## Records for this exercise
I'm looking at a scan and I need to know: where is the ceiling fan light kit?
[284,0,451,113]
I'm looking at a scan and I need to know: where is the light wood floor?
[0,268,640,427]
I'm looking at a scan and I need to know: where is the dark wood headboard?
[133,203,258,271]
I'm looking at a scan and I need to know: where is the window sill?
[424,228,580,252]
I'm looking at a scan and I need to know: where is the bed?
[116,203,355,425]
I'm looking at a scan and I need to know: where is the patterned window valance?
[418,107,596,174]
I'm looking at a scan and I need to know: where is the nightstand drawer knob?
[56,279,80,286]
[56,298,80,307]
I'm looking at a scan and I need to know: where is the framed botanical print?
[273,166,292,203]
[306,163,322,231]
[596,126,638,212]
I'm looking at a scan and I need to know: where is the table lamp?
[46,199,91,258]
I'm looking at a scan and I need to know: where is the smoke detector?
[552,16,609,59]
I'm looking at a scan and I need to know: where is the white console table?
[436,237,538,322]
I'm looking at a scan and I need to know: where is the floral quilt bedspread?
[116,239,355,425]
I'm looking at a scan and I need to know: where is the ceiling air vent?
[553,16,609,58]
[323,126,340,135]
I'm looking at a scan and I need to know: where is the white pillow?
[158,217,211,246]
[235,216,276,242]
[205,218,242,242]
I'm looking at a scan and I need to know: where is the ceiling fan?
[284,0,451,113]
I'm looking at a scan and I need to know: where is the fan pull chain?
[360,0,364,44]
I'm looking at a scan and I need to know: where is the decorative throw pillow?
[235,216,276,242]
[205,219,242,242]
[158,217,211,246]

## Work required
Lay out the entry lines from the one containing "the window sill?" through the one containing "[56,298,80,307]" as a Markdown table with the columns Row and Line. Number each row and leave out any blank lines.

## Output of the exercise
| Row | Line |
|---|---|
| 1 | I'm looking at a scan and I need to know: where is the window sill? |
| 2 | [424,228,580,252] |
| 3 | I'm looking at a scan and I need to know: where is the bed? |
| 4 | [116,203,355,425] |
| 5 | I'm looking at a scan and I need to know: where is the patterned window valance? |
| 6 | [418,107,596,174] |
| 7 | I'm looking at a scan and I need to know: where is the nightstand drawer knob? |
| 8 | [56,279,80,286] |
| 9 | [56,298,80,307] |